◆ **WHAT THE TASK ASKS**
Copy every one of the following records word for word, leaving out the pictures.

◆ **DATA LINES**
**********

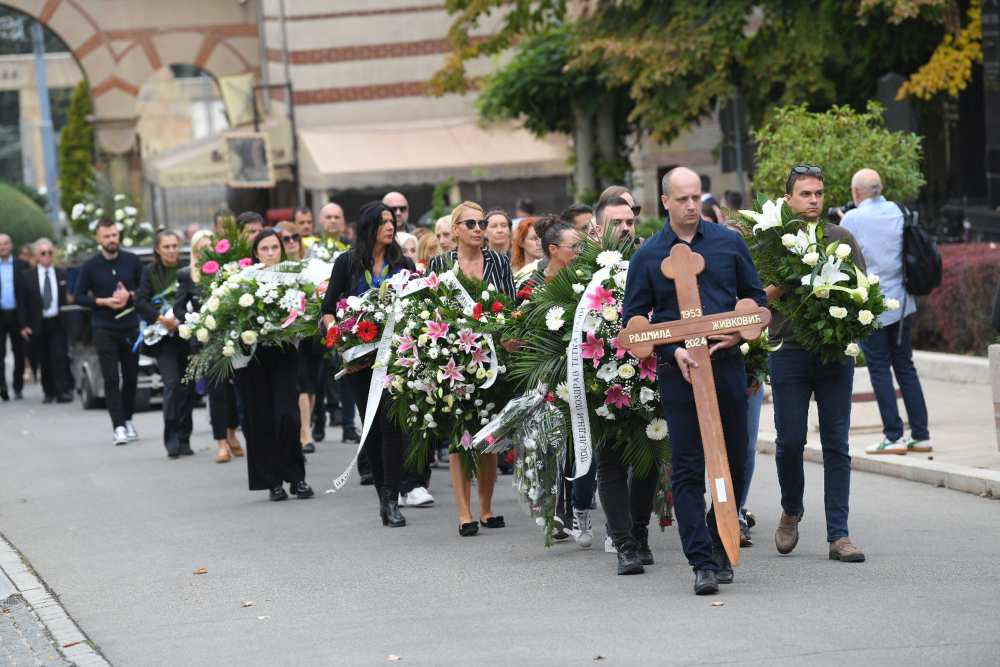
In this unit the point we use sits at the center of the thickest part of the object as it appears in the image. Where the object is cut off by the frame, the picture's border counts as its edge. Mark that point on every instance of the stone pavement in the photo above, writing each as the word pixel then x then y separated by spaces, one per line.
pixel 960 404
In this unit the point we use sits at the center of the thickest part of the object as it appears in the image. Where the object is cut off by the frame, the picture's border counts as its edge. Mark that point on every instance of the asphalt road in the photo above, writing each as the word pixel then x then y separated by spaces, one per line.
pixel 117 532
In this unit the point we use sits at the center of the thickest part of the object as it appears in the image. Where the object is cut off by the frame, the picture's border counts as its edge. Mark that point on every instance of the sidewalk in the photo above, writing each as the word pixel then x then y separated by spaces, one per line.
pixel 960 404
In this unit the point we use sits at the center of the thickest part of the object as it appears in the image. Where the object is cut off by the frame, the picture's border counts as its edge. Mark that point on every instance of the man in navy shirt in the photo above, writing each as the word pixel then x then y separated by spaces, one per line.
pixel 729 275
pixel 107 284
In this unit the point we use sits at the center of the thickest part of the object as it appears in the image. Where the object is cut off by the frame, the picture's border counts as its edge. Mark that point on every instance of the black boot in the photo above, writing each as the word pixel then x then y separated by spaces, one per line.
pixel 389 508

**********

◆ **TASK ANSWER**
In this unit the point we use sits at the center of the thickest part of the object as it appears in the image. Where the object is cut off by the frame, the picture's border counts as its edge. Mark that point on every instance of the stone pavement in the photo above, writing each as the word pixel then x then y separated by spaces, one per line.
pixel 960 404
In this unit the point we use sits at the center of the thickest part of the object as it appears in the image. Where the object is cut off by the frame, the picture's border counts as its edge. Mark that point on every instance of the asphalt road in the photo above, writing each as the word pixel then x then y separated by spaces, one per line.
pixel 117 532
In this unit the point we use sits at the center of the thickest part of the object as it appears in the image. Where the object is cut off by the frame, the picture's border counts as its edge. Mark that point on every instance of the sidewalk in the photo above, writing each as the word pixel then x then y separated by spaces, one per line.
pixel 960 404
In this unit the point we use sits at the center of the thickest part of the object as it appears in the image. Where the object is cut off by the frame, the picture's border counts as its edge. Mark that point on every instance of the man in navy shirt in the photo above, writing each as the word pixel then x then y separated by spaces, one per line.
pixel 729 275
pixel 107 284
In this unit the point we use sits at the center of the thickest part of the object as it appears in the image. Where the object is cut off by the frame, the picture's border counts as its edge. Mark that point on every instance of the black boot in the photo above, writing each as the word pixel then x then y separated by spaces, one per line.
pixel 389 508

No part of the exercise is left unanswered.